→ **Instructions for the task**
Copy out the lines below word for word, beginning with the line that has "locate the power line in the photo above" and continuing through the final line.

--- Begin ---

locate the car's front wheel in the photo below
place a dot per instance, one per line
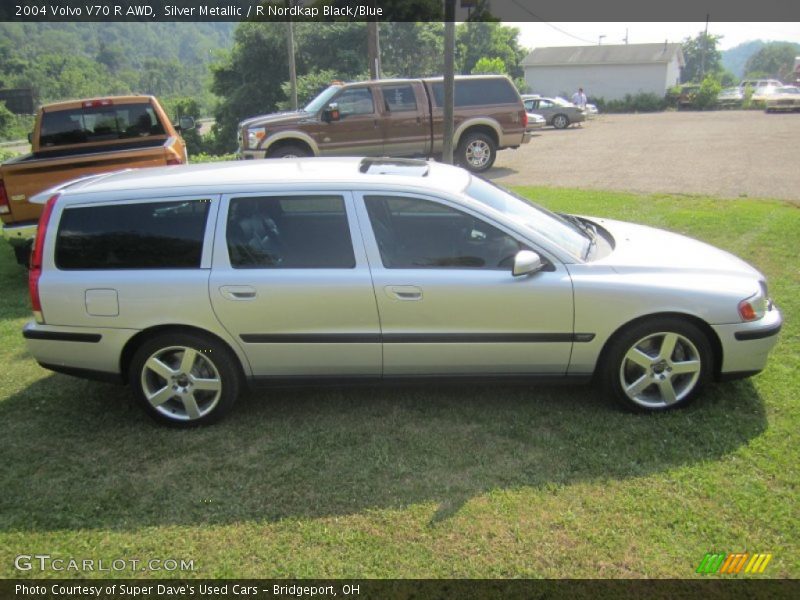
(561, 121)
(184, 379)
(657, 364)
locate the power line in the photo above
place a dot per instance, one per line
(538, 18)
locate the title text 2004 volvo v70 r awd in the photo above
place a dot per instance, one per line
(189, 281)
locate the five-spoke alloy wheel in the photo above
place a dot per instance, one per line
(184, 379)
(658, 364)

--- End ---

→ **Task output**
locate the power line in the photo above
place a dot per instance, one per line
(538, 18)
locate the title text 2004 volvo v70 r awd in the photo above
place a dot per instance, one per line
(189, 281)
locate the five-spoke alloy wheel in the photo above
place a dot per instance, one per line
(184, 379)
(658, 364)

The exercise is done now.